Problema assegnato: Puoi riportare in un elenco numerato le righe che vanno dall'inizio dei record fino a quella che contiene "[[235, 175]]", inclusa, tralasciando le righe vuote?

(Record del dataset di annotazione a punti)
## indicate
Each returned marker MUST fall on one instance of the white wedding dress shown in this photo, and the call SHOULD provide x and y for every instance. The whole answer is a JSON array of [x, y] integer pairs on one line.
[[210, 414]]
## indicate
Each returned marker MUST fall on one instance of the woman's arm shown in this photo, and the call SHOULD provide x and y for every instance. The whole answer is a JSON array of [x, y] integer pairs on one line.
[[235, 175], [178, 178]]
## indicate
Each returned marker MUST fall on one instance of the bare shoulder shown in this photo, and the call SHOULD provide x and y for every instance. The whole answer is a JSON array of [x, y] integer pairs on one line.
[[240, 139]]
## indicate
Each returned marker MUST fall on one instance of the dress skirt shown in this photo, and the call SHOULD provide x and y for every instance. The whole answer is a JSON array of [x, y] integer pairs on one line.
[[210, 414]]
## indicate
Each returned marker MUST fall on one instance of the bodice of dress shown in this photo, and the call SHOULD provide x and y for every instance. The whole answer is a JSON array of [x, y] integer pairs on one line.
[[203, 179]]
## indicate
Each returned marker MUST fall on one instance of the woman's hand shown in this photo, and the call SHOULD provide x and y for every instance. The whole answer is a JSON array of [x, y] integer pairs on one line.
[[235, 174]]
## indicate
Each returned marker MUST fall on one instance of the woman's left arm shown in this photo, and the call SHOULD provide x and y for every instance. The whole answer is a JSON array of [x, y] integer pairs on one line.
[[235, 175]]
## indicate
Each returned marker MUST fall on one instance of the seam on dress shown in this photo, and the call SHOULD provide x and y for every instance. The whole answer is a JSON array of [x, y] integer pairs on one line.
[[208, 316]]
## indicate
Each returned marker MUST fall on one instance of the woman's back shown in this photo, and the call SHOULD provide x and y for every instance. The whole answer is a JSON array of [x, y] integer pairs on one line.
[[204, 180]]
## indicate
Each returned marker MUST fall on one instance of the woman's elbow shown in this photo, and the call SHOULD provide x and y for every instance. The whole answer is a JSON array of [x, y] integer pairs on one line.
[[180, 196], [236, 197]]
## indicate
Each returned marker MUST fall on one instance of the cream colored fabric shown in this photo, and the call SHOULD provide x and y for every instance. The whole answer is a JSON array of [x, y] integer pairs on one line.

Risposta scritta:
1. ## indicate
2. Each returned marker MUST fall on one instance of the white wedding dress shown in this photo, and the call SHOULD provide x and y for every instance. The whole answer is a JSON array of [x, y] integer pairs on one line.
3. [[210, 414]]
4. ## indicate
5. Each returned marker MUST fall on one instance of the woman's arm shown in this photo, and the call SHOULD provide x and y for every instance. The whole answer is a JSON array of [x, y] integer pairs on one line.
6. [[235, 175], [178, 178]]
7. ## indicate
8. Each returned marker MUST fall on one instance of the bare shoulder shown in this photo, and the call SHOULD provide x and y for every instance. The whole answer is a JSON array of [x, y] integer pairs on one line.
9. [[240, 139]]
10. ## indicate
11. Each returned marker MUST fall on one instance of the dress skirt shown in this photo, and the call SHOULD provide x and y for every instance. The whole answer is a JSON array of [x, y] integer pairs on one line.
12. [[210, 414]]
13. ## indicate
14. Each returned marker MUST fall on one instance of the bodice of dress shown in this photo, and the call SHOULD provide x and y for every instance. The whole answer is a JSON array of [x, y] integer pairs on one line.
15. [[203, 179]]
16. ## indicate
17. Each returned marker MUST fall on one instance of the woman's hand shown in this photo, and the call SHOULD provide x and y for every instance. The whole answer is a JSON array of [x, y] integer pairs on one line.
18. [[235, 174]]
19. ## indicate
20. Each returned marker MUST fall on one instance of the woman's left arm shown in this photo, and the call SHOULD provide x and y for every instance. The whole answer is a JSON array of [x, y] integer pairs on one line.
21. [[235, 175]]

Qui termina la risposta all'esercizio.